• **Aim of the exercise**
Write out the lines below without any changes, from the line containing "Identify the black" through the last line of the rows. Include nothing else.

start Entries

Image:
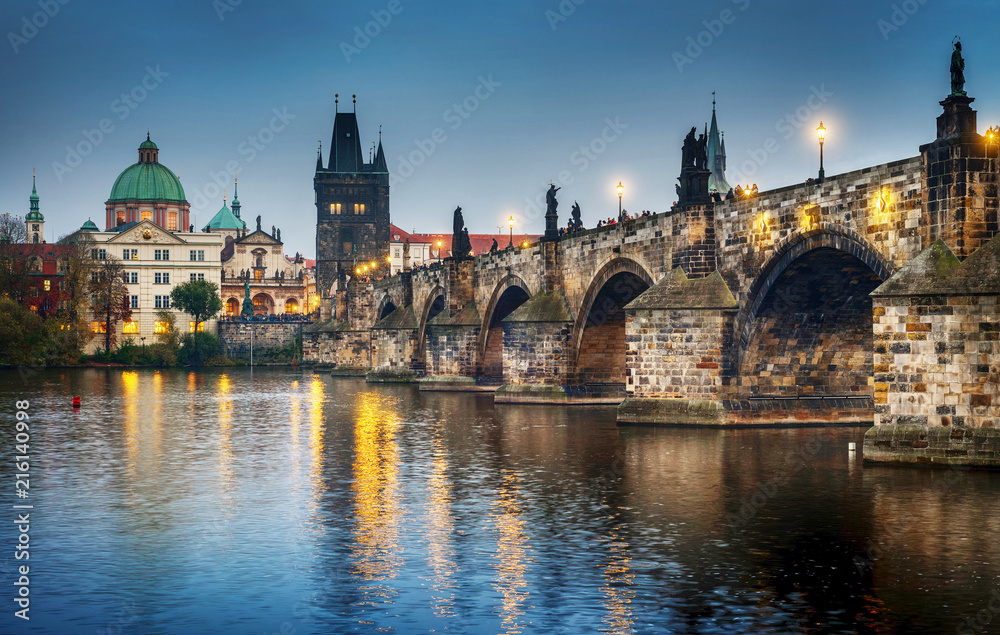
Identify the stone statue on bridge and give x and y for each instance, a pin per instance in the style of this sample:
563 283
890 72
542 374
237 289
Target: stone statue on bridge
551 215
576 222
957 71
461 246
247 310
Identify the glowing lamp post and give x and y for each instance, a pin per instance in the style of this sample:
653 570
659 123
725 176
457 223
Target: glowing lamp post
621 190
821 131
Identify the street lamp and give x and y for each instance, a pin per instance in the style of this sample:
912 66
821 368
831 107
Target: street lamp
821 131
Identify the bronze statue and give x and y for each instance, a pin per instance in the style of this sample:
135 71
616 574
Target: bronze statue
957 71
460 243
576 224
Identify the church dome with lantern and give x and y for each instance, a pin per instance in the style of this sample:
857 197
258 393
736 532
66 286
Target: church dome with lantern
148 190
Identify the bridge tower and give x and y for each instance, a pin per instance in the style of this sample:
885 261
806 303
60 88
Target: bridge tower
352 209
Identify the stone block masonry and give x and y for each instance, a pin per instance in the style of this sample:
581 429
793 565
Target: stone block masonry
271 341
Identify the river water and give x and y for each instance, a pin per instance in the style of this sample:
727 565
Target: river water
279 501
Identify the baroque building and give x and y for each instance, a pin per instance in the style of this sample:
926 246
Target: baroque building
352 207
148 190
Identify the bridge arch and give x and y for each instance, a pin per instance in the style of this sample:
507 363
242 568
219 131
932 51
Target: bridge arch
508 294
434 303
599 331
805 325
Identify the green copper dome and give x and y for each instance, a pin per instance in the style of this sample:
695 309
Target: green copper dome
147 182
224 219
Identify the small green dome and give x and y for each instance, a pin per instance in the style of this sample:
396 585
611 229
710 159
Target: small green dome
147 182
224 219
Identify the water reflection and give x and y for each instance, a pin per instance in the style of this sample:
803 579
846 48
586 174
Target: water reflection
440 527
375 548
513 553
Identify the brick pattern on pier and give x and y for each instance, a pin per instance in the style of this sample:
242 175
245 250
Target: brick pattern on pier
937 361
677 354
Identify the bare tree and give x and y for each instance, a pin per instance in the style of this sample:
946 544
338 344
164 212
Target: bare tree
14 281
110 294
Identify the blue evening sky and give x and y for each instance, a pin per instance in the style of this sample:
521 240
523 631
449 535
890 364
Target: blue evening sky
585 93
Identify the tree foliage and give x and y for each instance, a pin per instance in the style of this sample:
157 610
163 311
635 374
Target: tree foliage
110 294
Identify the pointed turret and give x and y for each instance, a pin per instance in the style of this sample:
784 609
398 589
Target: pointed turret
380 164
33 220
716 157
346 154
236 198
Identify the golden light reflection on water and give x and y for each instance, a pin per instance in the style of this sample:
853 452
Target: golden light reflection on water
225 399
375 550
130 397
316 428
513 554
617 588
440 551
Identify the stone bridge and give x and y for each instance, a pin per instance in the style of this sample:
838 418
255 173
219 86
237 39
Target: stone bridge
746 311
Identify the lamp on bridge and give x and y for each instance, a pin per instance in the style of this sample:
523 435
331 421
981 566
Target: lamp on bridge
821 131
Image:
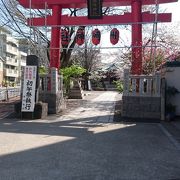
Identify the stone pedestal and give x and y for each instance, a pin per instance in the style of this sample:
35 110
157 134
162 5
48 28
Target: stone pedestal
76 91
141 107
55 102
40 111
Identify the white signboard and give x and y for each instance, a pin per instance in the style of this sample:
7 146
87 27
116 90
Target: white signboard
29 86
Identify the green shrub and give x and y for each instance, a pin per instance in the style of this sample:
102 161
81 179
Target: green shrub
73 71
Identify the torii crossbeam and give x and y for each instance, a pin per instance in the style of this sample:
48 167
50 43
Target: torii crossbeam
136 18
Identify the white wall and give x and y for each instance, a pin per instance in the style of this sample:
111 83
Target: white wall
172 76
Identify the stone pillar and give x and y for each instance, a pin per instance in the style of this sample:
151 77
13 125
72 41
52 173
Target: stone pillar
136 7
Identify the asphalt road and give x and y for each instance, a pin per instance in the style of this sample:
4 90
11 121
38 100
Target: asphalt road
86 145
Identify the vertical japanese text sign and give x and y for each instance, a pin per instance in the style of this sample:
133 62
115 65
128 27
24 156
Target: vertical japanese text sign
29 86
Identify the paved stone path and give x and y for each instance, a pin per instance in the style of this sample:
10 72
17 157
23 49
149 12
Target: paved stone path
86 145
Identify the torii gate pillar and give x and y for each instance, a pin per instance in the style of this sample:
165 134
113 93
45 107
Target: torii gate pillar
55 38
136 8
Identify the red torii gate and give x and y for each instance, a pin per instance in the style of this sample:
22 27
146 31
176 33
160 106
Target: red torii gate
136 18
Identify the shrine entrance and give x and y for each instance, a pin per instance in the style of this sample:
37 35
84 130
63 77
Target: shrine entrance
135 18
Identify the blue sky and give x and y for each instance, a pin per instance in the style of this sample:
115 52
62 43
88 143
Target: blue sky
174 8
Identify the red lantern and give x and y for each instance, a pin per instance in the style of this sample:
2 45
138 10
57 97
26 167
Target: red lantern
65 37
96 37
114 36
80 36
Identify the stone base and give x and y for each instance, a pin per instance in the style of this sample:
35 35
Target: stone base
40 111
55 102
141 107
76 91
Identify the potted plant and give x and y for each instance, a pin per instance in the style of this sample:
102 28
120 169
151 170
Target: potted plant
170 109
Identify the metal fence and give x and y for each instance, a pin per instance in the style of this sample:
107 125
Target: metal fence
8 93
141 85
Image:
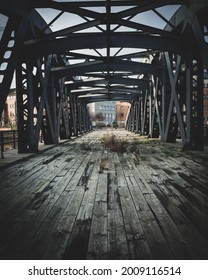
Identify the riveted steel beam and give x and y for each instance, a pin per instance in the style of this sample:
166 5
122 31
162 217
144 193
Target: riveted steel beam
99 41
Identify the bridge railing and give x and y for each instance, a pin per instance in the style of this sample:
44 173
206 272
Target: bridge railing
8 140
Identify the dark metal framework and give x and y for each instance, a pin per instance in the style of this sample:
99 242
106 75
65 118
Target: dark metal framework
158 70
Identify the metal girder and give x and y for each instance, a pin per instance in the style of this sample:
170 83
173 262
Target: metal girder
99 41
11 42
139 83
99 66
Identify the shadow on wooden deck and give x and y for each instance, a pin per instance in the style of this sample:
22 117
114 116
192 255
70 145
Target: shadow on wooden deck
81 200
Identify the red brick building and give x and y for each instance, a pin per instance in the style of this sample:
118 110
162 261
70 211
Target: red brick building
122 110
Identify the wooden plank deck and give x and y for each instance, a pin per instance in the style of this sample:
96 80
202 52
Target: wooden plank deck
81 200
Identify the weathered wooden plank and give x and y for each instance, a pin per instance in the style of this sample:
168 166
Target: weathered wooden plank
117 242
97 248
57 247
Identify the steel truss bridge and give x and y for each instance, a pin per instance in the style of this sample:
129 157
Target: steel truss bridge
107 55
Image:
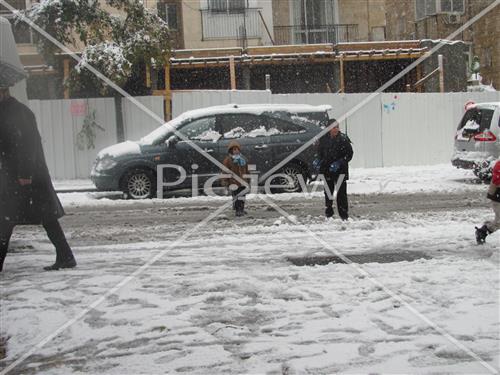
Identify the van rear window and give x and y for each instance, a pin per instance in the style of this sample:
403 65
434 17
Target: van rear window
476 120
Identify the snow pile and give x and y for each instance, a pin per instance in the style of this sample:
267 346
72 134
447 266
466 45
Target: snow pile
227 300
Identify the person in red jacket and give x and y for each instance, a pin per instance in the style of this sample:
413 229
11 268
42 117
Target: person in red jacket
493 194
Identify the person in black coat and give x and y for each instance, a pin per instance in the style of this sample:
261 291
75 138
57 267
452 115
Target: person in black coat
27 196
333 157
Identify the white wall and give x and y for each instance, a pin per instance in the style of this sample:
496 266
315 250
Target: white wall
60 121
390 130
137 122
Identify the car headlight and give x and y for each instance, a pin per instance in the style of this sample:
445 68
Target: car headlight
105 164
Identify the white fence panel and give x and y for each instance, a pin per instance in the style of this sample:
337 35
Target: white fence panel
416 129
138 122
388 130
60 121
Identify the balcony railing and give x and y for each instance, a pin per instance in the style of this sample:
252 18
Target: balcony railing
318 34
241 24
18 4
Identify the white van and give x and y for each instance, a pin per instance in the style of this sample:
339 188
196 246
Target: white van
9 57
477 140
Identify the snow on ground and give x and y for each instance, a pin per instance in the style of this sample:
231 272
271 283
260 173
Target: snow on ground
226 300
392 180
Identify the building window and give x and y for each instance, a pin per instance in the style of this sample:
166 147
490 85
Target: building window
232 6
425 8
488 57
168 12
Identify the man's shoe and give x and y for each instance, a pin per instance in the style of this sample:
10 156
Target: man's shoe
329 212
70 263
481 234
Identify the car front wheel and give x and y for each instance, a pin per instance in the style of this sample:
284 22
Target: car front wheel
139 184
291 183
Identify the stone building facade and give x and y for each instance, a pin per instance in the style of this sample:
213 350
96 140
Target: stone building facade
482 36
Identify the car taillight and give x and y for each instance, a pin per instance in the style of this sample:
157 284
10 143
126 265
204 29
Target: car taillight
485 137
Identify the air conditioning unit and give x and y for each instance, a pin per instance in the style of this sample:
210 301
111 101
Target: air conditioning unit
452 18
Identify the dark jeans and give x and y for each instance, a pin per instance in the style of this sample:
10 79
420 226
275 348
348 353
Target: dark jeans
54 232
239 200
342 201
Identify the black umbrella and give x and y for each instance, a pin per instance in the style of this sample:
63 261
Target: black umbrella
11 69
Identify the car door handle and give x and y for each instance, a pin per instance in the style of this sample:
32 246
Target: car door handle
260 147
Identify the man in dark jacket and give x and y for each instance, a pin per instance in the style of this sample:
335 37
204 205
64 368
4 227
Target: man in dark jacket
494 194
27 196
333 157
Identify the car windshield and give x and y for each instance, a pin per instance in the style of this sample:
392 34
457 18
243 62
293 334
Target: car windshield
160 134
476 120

end Entries

• **Problem solution**
Identify the black umbrella and give x and y for each instance, a pin per instance in the style of this sample:
63 261
Target: black umbrella
11 69
Identify the car door handle and give x and y for each instance, a pin per instance in the style of this sample:
32 246
Target: car door handle
260 147
Identify the man in dark jacket and give x and y for each instance, a pin per instance in the style of this sample:
335 37
204 205
64 368
4 227
Target: man in dark jacket
494 194
27 196
333 157
Identify the car windshield and give x and y for each instance, a pin per instance in the style of this sample:
392 34
457 18
243 62
293 334
Target: car windshield
160 134
476 120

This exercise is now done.